____ Page excerpt

Several weeks ago, when Julian Barnes delivered his acceptance speech after getting his inevitable and almost uncontested Booker Prize for The Sense Of An Ending, one might have wondered: “Hey, wait a minute. How come it’s only his first Booker?” It really seemed quite incredible. After all, Barnes has been around and consistently brilliant for more than three decades now, and neither his style nor his career has engendered as much controversy as, say, Martin Amis’s (who’s certainly not getting any decent literary prize any time this century). Thus, as deserved as the whole thing was, it was easy to take that belated celebration for granted.
The Sense Of An Ending isn’t even Barnes’ best novel; though in a way, it’s as perfect as a novel can get. Throughout its brisk, but emotionally overpowering 150 pages, Julian Barnes tells you all there is to tell about disillusioned idealism, complacency and littleness.
The book tells a story of a man called Anthony Webster, who contemplates his own life – a rather successful life that made him a respectable old man with a nice, unimposing ex-wife (‘advantage of being an ex-husband is that you don’t have to justify your behaviour any more’) and a good healthy daughter. An average life, so much like yours or mine, and yet such a contrast to the caustic, audacious remarks of Anthony’s teenage days. It’s telling that the actual life takes only so many pages, and what we are left with is a long and bitter reflection on several episodes centred around his friend, Adrian Finn, and his former girlfriend, Veronica. It’s perhaps even more telling that these reflections only start cutting through Anthony’s bland and invisible retirement after a lawyer’s short letter telling him he now inherits Adrian’s diary. And it starts spinning from there, that picture in Trafalgar square, that visit to Veronica’s house, Adrian’s suicide. It’s unnerving and heartbreaking to read about this quiet and sleeping and insignificant past catching up on Anthony, going horribly, catastrophically wrong.
When it starts getting really ugly, and at some point it does, Anthony suddenly begins to feel his slight but wormy, cancerous presence in the lives of other people. This presence is akin to that of a polite and inconspicuous boy telling his thuggish friend that there’s this one bolt in Mr. Henderson’s chair that, if loosened, will make the old professor crash down on the floor. The boy will passively witness the outcome, and then passively and perhaps rather willfully and happily forget the whole thing.

________
____ Supplied records

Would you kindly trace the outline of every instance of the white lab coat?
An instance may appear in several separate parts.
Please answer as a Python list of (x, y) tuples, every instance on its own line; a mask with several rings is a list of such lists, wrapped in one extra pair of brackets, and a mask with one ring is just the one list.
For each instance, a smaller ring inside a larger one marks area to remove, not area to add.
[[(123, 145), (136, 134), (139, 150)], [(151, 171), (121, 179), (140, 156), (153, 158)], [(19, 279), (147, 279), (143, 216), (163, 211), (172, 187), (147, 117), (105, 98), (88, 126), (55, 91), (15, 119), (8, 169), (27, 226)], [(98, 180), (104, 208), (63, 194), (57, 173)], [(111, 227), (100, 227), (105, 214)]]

________

§ **Exercise instructions**
1. Write out the part of the review of The Sense Of An Ending between "When it starts" and "the whole thing.", inclusive.
2. Write what comes next in the review of The Sense Of An Ending, picking up after its final sentence.

§ **Exercise results**
1.
When it starts getting really ugly, and at some point it does, Anthony suddenly begins to feel his slight but wormy, cancerous presence in the lives of other people. This presence is akin to that of a polite and inconspicuous boy telling his thuggish friend that there’s this one bolt in Mr. Henderson’s chair that, if loosened, will make the old professor crash down on the floor. The boy will passively witness the outcome, and then passively and perhaps rather willfully and happily forget the whole thing.

2.
But the past comes back at Anthony, and with vengeance. Remorse kicks in, and the only job worth doing becomes remembering the life that he’d lived, been somewhat successful in, but never quite mastered. So that he is reduced to that anguished, existential “Was I sleeping, while the others suffered?” monologue of Beckett’s Vladimir from Waiting For Godot.
But there’s another literary character to Anthony. In his strained latter-day conversations with Veronica Anthony is a desperate figure. Striving to get how and where it had all gone wrong, striving to string it all together, he reminds you of Dostoevsky’s teenager. Entangled by the whispers and understatements of the outside world suddenly gone real, he fails – again and again. Like Dostoevsky’s teenager, he has a love-hate relationship with the world, he is idealistic and impulsive in his judgements. Note how he treats Adrian’s suicide at different stages of his life.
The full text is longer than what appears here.